- _Enunciado_: Copia sin cambios la parte del texto sobre la infalibilidad de la Iglesia que se abre con las palabras que contienen "Y a él le debo" y se cierra con "horas de trabajo.".

- _Fragmento del documento_:
El sacerdocio de la mujer y la infalibilidad

Y a él le debo una buena parte de lo que he escrito y dicho sobre el (im)posible sacerdocio de la mujer, sobre el magisterio eclesial y, de manera particular, sobre la infalibilidad y la inerrancia; dos asuntos a los que, estos últimos años, dedicó muchas y fecundas horas de trabajo.

Quizá, me he vuelto a decir, el mejor homenaje que le puedo hacer es difundir, de manera sintética, el contenido de una obra suya, probablemente, la más emblemática y valiente en el tramo final de su extensa y rica aportación: “La infalibilidad de la Iglesia. Historia y teología”

 

La infalibilidad de la Iglesia

La Iglesia, recuerda B. Sesboüé, es portadora de una verdad (JesuCristo) a la que debe servir hasta el fin de los tiempos y de la que tiene la garantía de que no se puede equivocar en esta misión.

La manera de proponerla ha sido tipificada, a lo largo de la historia, de diferentes modos. El teólogo francés centra su estudio básicamente en tres: el inerrante, el indefectible y el infalible. Y lo hace porque están en juego tanto la credibilidad del magisterio eclesial (la infalibilidad “no es una invención de la Iglesia católica, sino una referencia ineludible de toda actividad y de todo pensamiento”) como una relación adulta y fundada con dicho magisterio (hay que evitar “la retrospección de los sentidos contemporáneos del vocabulario sobre documentos antiguos”).

Elementos de datos almacenados:
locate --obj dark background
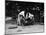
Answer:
[5,1,44,22]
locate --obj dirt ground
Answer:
[5,24,44,34]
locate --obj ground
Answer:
[5,24,44,34]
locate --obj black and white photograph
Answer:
[5,1,44,35]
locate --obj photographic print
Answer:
[5,1,44,35]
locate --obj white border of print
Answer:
[0,0,46,35]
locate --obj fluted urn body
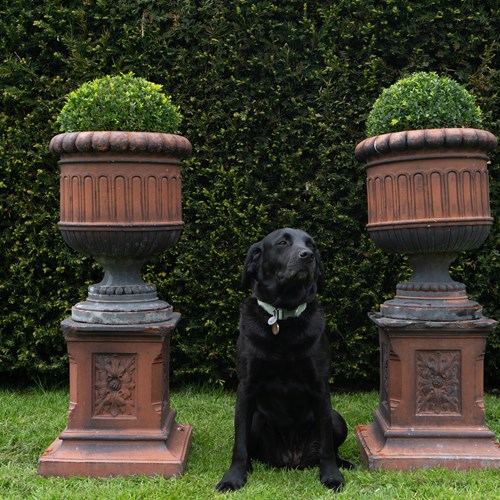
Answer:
[50,131,191,324]
[356,128,497,321]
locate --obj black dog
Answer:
[216,228,351,491]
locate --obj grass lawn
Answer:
[0,388,500,500]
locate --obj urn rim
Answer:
[355,128,498,162]
[49,130,192,158]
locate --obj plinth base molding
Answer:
[38,424,192,477]
[356,423,500,471]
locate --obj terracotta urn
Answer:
[356,128,497,321]
[50,131,191,325]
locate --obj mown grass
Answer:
[0,387,500,500]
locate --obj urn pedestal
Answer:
[356,129,500,470]
[38,132,191,477]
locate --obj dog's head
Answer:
[243,228,323,309]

- _Respuesta correcta_:
Y a él le debo una buena parte de lo que he escrito y dicho sobre el (im)posible sacerdocio de la mujer, sobre el magisterio eclesial y, de manera particular, sobre la infalibilidad y la inerrancia; dos asuntos a los que, estos últimos años, dedicó muchas y fecundas horas de trabajo.